## Work to be completed:
An exact copy of the listing below is required, minus its pictures.

## Data for processing:
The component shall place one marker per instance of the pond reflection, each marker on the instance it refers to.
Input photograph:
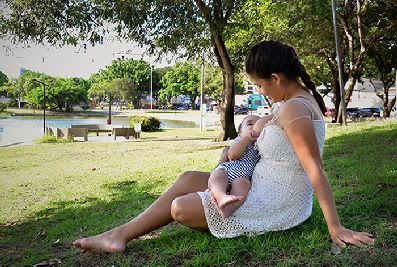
(24, 129)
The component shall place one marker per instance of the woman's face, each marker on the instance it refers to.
(267, 87)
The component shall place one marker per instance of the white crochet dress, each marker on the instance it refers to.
(281, 194)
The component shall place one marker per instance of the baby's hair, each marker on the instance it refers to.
(239, 127)
(268, 57)
(241, 124)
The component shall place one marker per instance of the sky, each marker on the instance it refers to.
(68, 61)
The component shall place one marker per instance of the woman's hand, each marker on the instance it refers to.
(341, 236)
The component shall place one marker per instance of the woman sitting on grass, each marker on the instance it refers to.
(283, 181)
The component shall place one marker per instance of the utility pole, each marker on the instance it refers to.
(342, 108)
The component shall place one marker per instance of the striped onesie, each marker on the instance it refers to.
(244, 167)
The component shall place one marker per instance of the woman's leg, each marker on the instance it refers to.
(156, 215)
(188, 210)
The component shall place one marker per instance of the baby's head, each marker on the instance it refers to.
(247, 124)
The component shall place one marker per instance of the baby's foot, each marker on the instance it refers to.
(229, 204)
(231, 207)
(106, 242)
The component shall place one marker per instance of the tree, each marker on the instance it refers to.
(307, 25)
(165, 25)
(134, 72)
(3, 79)
(382, 64)
(183, 79)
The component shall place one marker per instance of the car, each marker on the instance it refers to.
(263, 110)
(393, 112)
(370, 112)
(240, 110)
(353, 112)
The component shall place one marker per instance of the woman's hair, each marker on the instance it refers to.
(268, 57)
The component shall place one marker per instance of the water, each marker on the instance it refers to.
(24, 129)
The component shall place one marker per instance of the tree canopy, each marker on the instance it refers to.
(3, 78)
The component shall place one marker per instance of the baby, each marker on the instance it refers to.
(235, 175)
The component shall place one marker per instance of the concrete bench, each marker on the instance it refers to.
(78, 132)
(126, 132)
(98, 128)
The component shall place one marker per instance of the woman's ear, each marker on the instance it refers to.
(276, 78)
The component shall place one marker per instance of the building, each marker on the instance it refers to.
(365, 95)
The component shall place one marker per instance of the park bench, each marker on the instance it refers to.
(126, 132)
(67, 132)
(98, 128)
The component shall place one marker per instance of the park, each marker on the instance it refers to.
(138, 126)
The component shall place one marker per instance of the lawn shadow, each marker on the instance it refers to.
(51, 231)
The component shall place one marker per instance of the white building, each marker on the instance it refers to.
(364, 95)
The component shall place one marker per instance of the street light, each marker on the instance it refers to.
(129, 52)
(342, 109)
(35, 80)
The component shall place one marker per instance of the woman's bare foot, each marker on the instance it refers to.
(107, 242)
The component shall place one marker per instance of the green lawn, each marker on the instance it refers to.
(51, 194)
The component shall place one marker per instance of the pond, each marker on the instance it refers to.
(24, 129)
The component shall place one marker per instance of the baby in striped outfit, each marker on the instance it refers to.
(230, 182)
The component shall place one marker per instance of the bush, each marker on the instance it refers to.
(148, 124)
(3, 106)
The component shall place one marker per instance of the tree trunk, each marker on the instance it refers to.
(226, 107)
(216, 24)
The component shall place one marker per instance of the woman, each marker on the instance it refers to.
(283, 181)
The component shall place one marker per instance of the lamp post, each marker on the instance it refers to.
(201, 93)
(342, 109)
(129, 52)
(151, 86)
(44, 85)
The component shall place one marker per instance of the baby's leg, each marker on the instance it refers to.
(218, 184)
(239, 188)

## Task answer:
The component shall place one marker per instance of the pond reflection, each marker on the instance it refers to.
Input photograph:
(24, 129)
The component shall place one marker per instance of the woman's face, each marker on the instance it refers to.
(267, 87)
The component shall place one marker per instance of the white crochet dress, each marker on the instance it refers to.
(281, 194)
The component shall place one marker per instance of the baby's hair, each marker on the instance it refers to.
(239, 127)
(268, 57)
(241, 124)
The component shall place one marker per instance of the sky, each marker on the instance it refers to.
(68, 61)
The component shall place one marker per instance of the woman's hand, each marker on the instance it refers to.
(341, 236)
The component shall place one marker per instance of the woman sitting on grass, each marker on the instance it refers to.
(283, 181)
The component shall place one marker per instance of the utility pole, each marker on the instance it refers to.
(342, 108)
The component shall place one marker per instance of the striped onesie, each marker on the instance it refers to.
(244, 167)
The component shall place one marker per instance of the woman's leg, each marker on the instance it refers to.
(156, 215)
(188, 210)
The component shall place one marker per instance of the baby's head, each marker on the instance it refers to.
(247, 124)
The component shall place one marker per instance of the baby's foot, each marker on the instance it refers to.
(229, 204)
(231, 207)
(106, 242)
The component shall place one marker per instance of the tree, each marker on the instance it refers to.
(307, 25)
(165, 25)
(134, 72)
(3, 79)
(382, 64)
(183, 79)
The component shall place one marker per instance of the car, each marker on the instance it refers to.
(263, 110)
(393, 112)
(370, 112)
(240, 110)
(353, 112)
The component shall place one marker per instance of the woman's hair, each marker on the instance it refers to.
(268, 57)
The component shall place one marker per instance of the water, each marker on the instance it refers to.
(24, 129)
The component shall place one marker per instance of the tree canopy, each marker on the instance it refers to.
(3, 78)
The component shall place one marker per instance of the baby, each marker on the instance it refers to.
(235, 175)
The component shall place one marker per instance of the concrete bench, each marker on the instance it refers to.
(78, 132)
(126, 132)
(98, 128)
The component shall place one marker per instance of the woman's ear, each marker on the instance it refers to.
(276, 78)
The component shall place one marker per instance of the building, each marker on the instance it refers to.
(365, 95)
The component shall place one marker per instance of the park bench, each marker on the instance it refers to.
(126, 132)
(67, 132)
(98, 128)
The component shall place one marker per instance of the park, each marker on the instance it refers to.
(138, 126)
The component shall place one marker per instance of the lawn shadow, each marker on the instance it refers to.
(51, 231)
The component shall place one marker per instance of the white building, each marker on the instance it refers to.
(364, 95)
The component shall place one marker per instance of the street light, each marker on the instance it refers to.
(129, 52)
(342, 109)
(35, 80)
The component shall place one marker per instance of the woman's bare foot, each marker on the instance it refers to.
(107, 242)
The component shall place one marker per instance of the green lawn, each marker on the instance it refers to.
(51, 194)
The component shall place one marker per instance of the pond, each marker on the instance it refers to.
(24, 129)
The component shall place one marker per instance of the baby in striped outfit, each marker on the instance it refers to.
(230, 182)
The component shall place one marker per instance of the bush, each marker on the instance it refers to.
(148, 124)
(3, 106)
The component shall place one marker per instance of the tree trunk, each marker on the instance it refers to.
(226, 107)
(216, 24)
The component shall place one marker per instance of the woman, each marker on the instance it refers to.
(283, 181)
The component shall place one marker per instance of the lamp post, each marker on the instance it refers to.
(201, 93)
(342, 109)
(129, 52)
(151, 86)
(44, 85)
The component shall place one marker per instance of the baby's leg, each marker on the instance it refers to.
(218, 184)
(239, 188)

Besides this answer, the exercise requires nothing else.